(Data excerpts)
- - -

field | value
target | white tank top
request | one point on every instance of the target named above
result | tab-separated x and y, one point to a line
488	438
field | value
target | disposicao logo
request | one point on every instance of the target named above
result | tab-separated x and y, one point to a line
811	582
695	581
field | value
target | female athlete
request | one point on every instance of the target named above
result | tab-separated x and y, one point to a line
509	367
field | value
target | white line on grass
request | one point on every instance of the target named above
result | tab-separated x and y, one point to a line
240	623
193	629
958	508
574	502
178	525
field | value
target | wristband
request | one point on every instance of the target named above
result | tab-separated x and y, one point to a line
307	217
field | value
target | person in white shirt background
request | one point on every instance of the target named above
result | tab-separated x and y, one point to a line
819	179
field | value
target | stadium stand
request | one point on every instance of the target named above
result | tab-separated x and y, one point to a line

- - -

__WHAT THE TASK ASKS__. Write out the records once more, precisely as they stand.

__RESULT__.
field | value
target | white tank top
request | one point on every instance of the target named above
result | tab-separated x and y, one point to a line
488	438
field | value
target | disposicao logo
request | one point on every instance of the target named above
result | tab-separated x and y, one point to a line
811	582
695	581
field | value
target | female athlete
request | one point on every instance of the target named above
result | tab-separated x and y, one point to a line
509	367
field | value
target | white line on grass
request | one point on every instance of the target named above
result | tab-separated x and y, one point to a line
240	623
193	629
958	508
574	502
178	525
field | value
target | wristband
request | one point on every instance of the target named above
result | tab-separated x and y, one point to a line
307	217
field | value
target | person in white shirt background
request | one point on every instance of the target named above
result | tab-separated x and y, one point to a line
819	179
field | value
target | stadium stand
request | one point on every instance of the target named above
result | tab-separated x and y, one point to a line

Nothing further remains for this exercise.